== Records shown ==
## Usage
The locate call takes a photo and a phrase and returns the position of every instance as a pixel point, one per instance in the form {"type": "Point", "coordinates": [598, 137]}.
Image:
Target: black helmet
===
== Records shown ==
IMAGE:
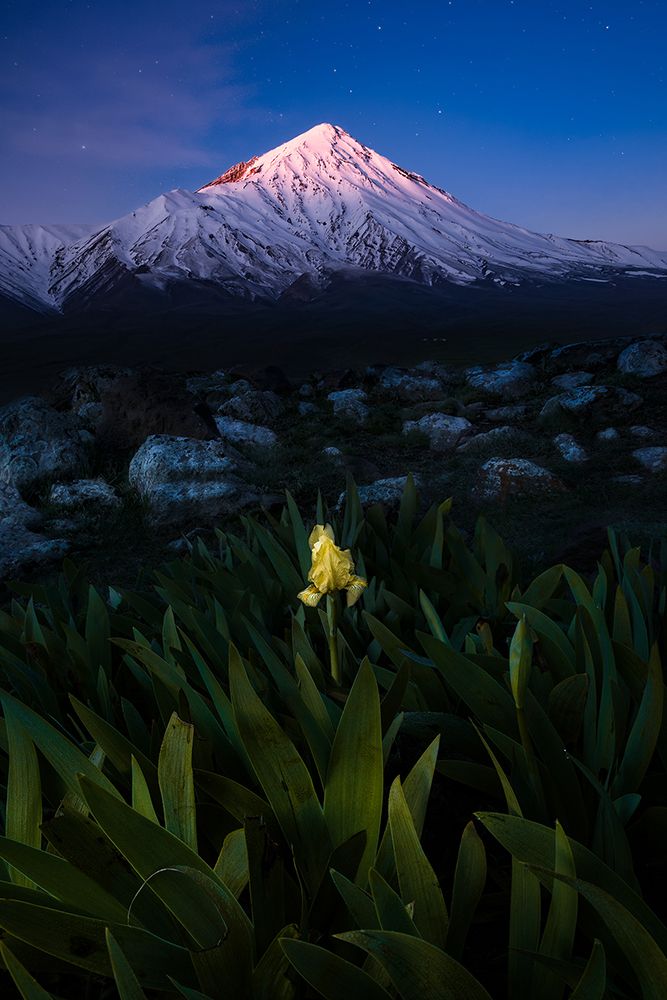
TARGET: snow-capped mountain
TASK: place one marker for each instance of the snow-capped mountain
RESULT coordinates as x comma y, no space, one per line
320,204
===
**What you have to do**
Report each line in the rows above that contains the string "coordinates", copying every such line in full.

**Solution to the exercise**
The locate call takes a photo and a phrase and returns the position of every instance as a pixel point, one per instance in the form {"type": "Point", "coordinates": [598, 137]}.
RESULT coordinates as x comma y, no space, one per line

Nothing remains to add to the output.